#### DATA TO PROCESS ####
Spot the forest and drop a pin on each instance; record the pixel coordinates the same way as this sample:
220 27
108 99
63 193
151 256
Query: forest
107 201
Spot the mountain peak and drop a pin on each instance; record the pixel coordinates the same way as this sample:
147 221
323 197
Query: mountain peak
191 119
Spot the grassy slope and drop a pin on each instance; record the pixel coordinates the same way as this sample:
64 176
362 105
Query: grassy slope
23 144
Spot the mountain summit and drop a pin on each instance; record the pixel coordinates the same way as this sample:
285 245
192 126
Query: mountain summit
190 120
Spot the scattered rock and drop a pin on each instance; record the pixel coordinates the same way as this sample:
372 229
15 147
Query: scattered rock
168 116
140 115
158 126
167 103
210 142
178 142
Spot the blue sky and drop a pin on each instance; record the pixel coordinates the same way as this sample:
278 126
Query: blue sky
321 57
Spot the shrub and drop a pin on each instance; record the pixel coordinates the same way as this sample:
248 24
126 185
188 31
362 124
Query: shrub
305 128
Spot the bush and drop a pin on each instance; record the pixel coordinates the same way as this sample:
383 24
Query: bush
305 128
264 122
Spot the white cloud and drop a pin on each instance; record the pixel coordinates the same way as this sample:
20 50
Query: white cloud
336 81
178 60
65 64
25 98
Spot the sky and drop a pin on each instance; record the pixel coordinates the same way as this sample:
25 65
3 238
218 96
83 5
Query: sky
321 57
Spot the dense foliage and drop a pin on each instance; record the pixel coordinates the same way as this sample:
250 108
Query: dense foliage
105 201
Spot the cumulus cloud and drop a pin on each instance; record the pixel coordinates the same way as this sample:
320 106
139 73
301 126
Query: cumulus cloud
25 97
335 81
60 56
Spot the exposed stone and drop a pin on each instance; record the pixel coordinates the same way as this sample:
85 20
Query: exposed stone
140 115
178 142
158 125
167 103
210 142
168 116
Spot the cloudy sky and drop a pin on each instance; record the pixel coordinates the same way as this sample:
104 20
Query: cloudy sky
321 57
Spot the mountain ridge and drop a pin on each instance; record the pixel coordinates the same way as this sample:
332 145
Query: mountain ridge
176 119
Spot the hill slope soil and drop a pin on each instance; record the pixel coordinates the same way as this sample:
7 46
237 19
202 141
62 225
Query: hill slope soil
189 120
####
GIVEN EXERCISE: Reproduce all of the records above line for line, with no changes to any wording, number, or spacing.

SOLUTION TO THIS EXERCISE:
Spot the forest and drop a pin on each instance; record the pixel coordinates the same way as this sample:
220 27
108 99
63 193
151 256
Query: forest
107 201
Spot the mountain peak and drop a pin on each instance; record the pixel coordinates the same way as this sample:
147 221
323 197
Query: mountain peak
191 119
Spot the grassy slope and drop a pin on each instance; record the pixel coordinates the same way as this sample:
64 176
362 105
Query: grassy slope
23 144
Spot the mountain summit and drop a pin on each instance; record the pixel coordinates the same way as this sample:
285 245
192 126
Query: mountain summit
190 120
Spot the scattered rock and drop a pin on each instance; record the pixel coordinates the same way as this sample:
372 229
15 147
Query: scattered rock
168 116
140 115
158 126
167 103
210 142
178 142
Spot the blue sky and drop a pin on each instance; record the pixel coordinates the same way as this sample:
278 126
Query: blue sky
321 57
Spot the shrub and drop a pin on each instance; record the pixel coordinates the same way as this sample:
248 24
126 185
188 31
362 124
Query: shrub
305 128
Spot the bush and drop a pin on each instance; record the pixel coordinates the same way as this sample:
383 24
Query: bush
305 128
264 122
Spot the white cloud and drop a pin on each instance; record the pixel coordinates the same way as this sample:
20 50
Query: white cloud
336 81
178 60
65 64
25 98
Spot the sky and drop a pin on each instance; record the pixel coordinates the same way as this sample:
25 65
3 238
218 96
83 5
Query: sky
321 57
Spot the dense foliage and drop a pin on each instance; record the pixel coordinates the same way as this sample:
250 108
Query: dense foliage
105 201
Spot the cumulus cloud and drop a pin on each instance; record the pixel coordinates the same way as this sample:
320 106
139 73
301 126
Query: cumulus cloud
25 97
335 81
60 56
Spot the exposed stone and drop a pin on each instance; record the pixel coordinates the same way as this sample:
85 20
Query: exposed stone
140 115
178 142
158 125
167 103
210 142
168 116
Spot the cloudy sky and drop a pin on each instance; record the pixel coordinates the same way as this sample:
104 20
Query: cloudy sky
321 57
Spot the mountain ridge and drop a pin on each instance; record the pixel coordinates the same way as this sample:
332 145
Query: mountain ridge
176 119
Spot the hill slope soil and drop a pin on each instance; record the pixel coordinates the same way as this sample:
7 46
237 19
202 141
62 225
Query: hill slope soil
189 120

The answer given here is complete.